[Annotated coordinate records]
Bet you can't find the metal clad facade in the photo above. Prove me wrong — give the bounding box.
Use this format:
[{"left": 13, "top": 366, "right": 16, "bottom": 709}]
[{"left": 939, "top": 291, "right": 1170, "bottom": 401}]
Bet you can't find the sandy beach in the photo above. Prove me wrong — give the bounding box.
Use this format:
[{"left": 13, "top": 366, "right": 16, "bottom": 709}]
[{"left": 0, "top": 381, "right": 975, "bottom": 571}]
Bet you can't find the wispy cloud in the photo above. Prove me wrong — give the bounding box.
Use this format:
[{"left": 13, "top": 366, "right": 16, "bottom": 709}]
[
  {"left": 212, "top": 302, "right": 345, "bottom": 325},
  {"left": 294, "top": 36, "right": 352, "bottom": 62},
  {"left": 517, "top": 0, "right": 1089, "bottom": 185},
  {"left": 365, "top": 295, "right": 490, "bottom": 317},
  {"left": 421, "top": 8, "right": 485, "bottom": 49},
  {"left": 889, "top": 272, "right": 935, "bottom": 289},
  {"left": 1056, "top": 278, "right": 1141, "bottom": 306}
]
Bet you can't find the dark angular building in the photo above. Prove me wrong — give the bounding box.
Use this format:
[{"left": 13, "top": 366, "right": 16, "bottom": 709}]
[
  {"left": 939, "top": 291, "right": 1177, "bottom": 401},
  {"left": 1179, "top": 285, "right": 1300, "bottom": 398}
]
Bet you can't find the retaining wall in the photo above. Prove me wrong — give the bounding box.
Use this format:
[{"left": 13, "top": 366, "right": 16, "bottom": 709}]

• [PROBLEM REQUIREMENTS]:
Reproduce all the records, swapping every "bounding box" for "enclosing rectangle" and leaving everything else as it is.

• [OUTPUT]:
Bet you can't find the metal clad facade in the photo above. Prove me wrong — give the enclosing rectangle.
Use this format:
[{"left": 13, "top": 366, "right": 16, "bottom": 709}]
[{"left": 939, "top": 291, "right": 1170, "bottom": 401}]
Bet you can't find the sandy beach in the photo above. Prove me wrong — give the enclosing rectangle.
Use this format:
[{"left": 13, "top": 366, "right": 16, "bottom": 709}]
[{"left": 0, "top": 381, "right": 975, "bottom": 571}]
Bet you can't find the wispy cloud in the photo above. Prove me wrong — give the enclosing rectangle.
Use this format:
[{"left": 13, "top": 366, "right": 16, "bottom": 709}]
[
  {"left": 212, "top": 302, "right": 345, "bottom": 325},
  {"left": 294, "top": 36, "right": 352, "bottom": 62},
  {"left": 517, "top": 0, "right": 1089, "bottom": 185},
  {"left": 365, "top": 295, "right": 490, "bottom": 317},
  {"left": 421, "top": 8, "right": 485, "bottom": 49},
  {"left": 889, "top": 272, "right": 935, "bottom": 289},
  {"left": 1056, "top": 278, "right": 1141, "bottom": 306}
]
Bet you can't find the dark angular building in the photo above. Prove me wrong — give the enclosing rectangle.
Use this format:
[{"left": 13, "top": 366, "right": 16, "bottom": 709}]
[
  {"left": 939, "top": 291, "right": 1177, "bottom": 401},
  {"left": 1179, "top": 285, "right": 1300, "bottom": 398}
]
Bet you can't find the retaining wall in the photo above. Prove me wrong — give the enclosing rectangle.
Use this format:
[{"left": 13, "top": 366, "right": 16, "bottom": 709}]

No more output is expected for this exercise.